**QUOTED PASSAGE**:

Earnings during this period have improved consistently from a loss of ($.57)/share to $.79/share in the TTM.
Free cash flow which was negative at ($1) MILLION IN 2002 has also improved to a positive $2 million in the TTM.
The balance sheet, as presented by Morningstar.com, looks solid with $7.5 million in cash, alone able to cover the short-term liabilities of $1 million, and no long-term debt at all. In addition, SMTS has another $3.7 million in other current assets.
Looking at "Key Statistics" on SMTS from Yahoo, we can see that this is virtually a micro-cap stock with a market capitalization of $222.84 million. The trailing p/e is 27.97. I do not trust the forward p/e number from Yahoo, but they are anticipating a 53.42 p/e (which would go along with a halving of earnings instead of the doubling just reported.) for fye 30-Nov-06. I suspect, unless there is something else I don't know about this company, that this forward p/e has just not caught up with analysts or vice versa because of the very small nature of this company. The same goes with the PEG which is at 2.07.
Yahoo shows a Price/Sales of 15.10, which certainly looks rich to me. Referring to Fidelity Brokerage, SMTS is in the "Medical Appliances/Equipment" industry group. Within this group, this Price/Sales ratio puts it at the top in terms of this ratio. Other stocks in this group, trailing SMTS in the Price/Sales ratio, include Zimmer (ZMH) at 6.5, Medtronics (MDT) at 6.4, St. Jude (STJ) at 6.2, Biomet (BMET) at 5.1, and Edwards Lifesciences (EW) at 2.7.

**EXCERPTED DATA**:

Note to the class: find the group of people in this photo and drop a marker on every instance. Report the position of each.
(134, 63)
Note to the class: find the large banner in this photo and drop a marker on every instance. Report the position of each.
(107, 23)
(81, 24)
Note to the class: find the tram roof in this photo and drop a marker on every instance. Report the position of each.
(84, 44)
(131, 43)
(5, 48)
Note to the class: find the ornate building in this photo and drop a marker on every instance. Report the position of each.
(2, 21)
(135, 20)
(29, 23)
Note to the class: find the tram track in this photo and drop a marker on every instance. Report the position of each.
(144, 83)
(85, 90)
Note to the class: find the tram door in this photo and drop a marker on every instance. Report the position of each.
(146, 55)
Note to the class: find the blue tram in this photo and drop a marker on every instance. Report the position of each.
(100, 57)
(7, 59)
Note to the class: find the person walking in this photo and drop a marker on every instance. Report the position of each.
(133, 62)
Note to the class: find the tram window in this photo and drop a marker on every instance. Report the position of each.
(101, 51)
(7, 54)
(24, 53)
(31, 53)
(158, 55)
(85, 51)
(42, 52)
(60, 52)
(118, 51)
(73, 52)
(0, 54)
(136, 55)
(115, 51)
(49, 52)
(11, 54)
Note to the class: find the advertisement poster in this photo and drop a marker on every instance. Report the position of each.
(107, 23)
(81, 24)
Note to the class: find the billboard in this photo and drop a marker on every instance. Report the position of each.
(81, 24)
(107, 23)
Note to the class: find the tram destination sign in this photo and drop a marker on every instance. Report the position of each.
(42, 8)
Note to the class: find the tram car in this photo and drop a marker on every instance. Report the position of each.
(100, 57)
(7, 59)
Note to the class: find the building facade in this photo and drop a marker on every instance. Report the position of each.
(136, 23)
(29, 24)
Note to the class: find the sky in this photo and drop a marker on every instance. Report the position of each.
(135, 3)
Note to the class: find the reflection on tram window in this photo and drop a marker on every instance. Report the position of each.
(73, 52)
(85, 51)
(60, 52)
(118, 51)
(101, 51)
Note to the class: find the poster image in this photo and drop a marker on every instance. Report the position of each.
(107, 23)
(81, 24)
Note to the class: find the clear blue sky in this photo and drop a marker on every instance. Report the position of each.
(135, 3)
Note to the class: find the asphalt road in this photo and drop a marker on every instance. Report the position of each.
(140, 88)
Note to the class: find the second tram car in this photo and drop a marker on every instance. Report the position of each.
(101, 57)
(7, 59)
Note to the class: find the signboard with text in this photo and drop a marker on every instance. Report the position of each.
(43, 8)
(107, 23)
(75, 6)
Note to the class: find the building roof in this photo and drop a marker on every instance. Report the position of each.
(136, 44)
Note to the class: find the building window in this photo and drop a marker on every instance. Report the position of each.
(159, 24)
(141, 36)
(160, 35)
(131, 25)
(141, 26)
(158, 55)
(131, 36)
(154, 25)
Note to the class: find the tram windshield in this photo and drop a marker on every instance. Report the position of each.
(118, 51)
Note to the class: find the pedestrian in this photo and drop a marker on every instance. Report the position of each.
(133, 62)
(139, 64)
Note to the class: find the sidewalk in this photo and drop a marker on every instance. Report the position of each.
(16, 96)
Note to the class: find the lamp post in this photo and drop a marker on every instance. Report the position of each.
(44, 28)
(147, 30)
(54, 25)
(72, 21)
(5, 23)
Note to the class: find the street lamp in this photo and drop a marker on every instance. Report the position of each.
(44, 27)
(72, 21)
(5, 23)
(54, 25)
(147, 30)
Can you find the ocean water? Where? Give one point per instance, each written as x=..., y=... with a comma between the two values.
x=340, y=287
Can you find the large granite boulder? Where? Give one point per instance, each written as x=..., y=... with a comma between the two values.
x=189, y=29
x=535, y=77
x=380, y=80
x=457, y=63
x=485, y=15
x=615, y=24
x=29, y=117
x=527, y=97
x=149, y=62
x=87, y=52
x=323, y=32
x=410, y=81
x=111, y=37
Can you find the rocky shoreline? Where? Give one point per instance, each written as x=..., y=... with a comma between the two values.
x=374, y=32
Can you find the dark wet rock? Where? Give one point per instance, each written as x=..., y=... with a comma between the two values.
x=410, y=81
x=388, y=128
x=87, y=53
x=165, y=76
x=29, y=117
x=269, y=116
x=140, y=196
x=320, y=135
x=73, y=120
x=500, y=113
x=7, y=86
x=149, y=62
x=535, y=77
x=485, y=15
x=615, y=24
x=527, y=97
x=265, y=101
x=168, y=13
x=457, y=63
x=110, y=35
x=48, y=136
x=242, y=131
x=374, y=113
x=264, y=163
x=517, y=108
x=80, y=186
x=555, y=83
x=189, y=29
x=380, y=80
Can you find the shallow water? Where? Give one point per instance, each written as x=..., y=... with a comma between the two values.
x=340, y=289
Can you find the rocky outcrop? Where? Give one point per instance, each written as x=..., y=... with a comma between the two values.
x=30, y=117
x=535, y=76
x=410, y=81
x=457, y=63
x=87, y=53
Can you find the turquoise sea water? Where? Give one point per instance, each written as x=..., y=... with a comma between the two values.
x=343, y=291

**WHAT TO DO**:
1: Answer these from the SMTS stock analysis:
(a) What was free cash flow in 2002?
(b) How much cash does the balance sheet show, according to Morningstar.com?
(c) What Price/Sales ratio is given for Zimmer (ZMH)?
2: Extend the SMTS stock analysis with a further paragraph that follows on from its last sentence.
The rows are separate material and have nothing to do with the SMTS stock analysis.

**RESPONSES TO THE EXERCISE**:
1:
(a) Negative $1 million.
(b) $7.5 million.
(c) 6.5.

2:
Going back to the Yahoo information, we can see that there are 10.18 million shares outstanding with 9.63 million that float. Currently there are 314,260 shares out short representing 3.2% of the float or 6 trading days. This is significant (imho), with my own cut-off of 3 trading days that I use to look at stocks. Thus, this adds to the buying pressure.
No cash dividends reported on Yahoo and the last stock split was a "reverse" 1:10 stock split carried out in April, 1997. For those of you who may not understand reverse splits, this is usually done to actually boost a poorly performing stock to increase the stock price. For instance, if you were the owner of 100 shares prior to a 1:10 split, after the split, you would only own 10 shares of the new issue. The stock price goes up proportional to the split. If a stock was trading at $1 before a 1:10 split, it should be trading at $10 after the split.
What about the chart? If we look at a "Point & Figure" chart from Stockcharts.com, we can see that this stock was trading lower throughout most of 2002, dropping from $4.75 in April, 2002, to a low of $%1.25 in August, 2002. Since that time, the stock has essentiall traded steadily higher to its current levels around $22.
So what do I think about this stock? Well, first of all, I wish I had bought some shares last year when I first posted it :(. However, let's review some of the things I have written: the stock is making a nice move today on the back of a fabulous earnings report that beat analysts expectations with a 68% rise in revenue with a 100% jump in earnings. In addition, the company has steadily been growing both revenue and earnings the past five years. They are spinning off free cash flow and the balance sheet looks terrific.
A couple of negatives. The valuation is steep with a Price/Sales ratio off the chart. However, the rest of the valuation isn't bad with a p/e in the low 20's and the latest quarter showing 100% growth in earnings. I am not sure about the other valuation numbers on Yahoo with a forward p/e so much higher than the current p/e. That needs investigation.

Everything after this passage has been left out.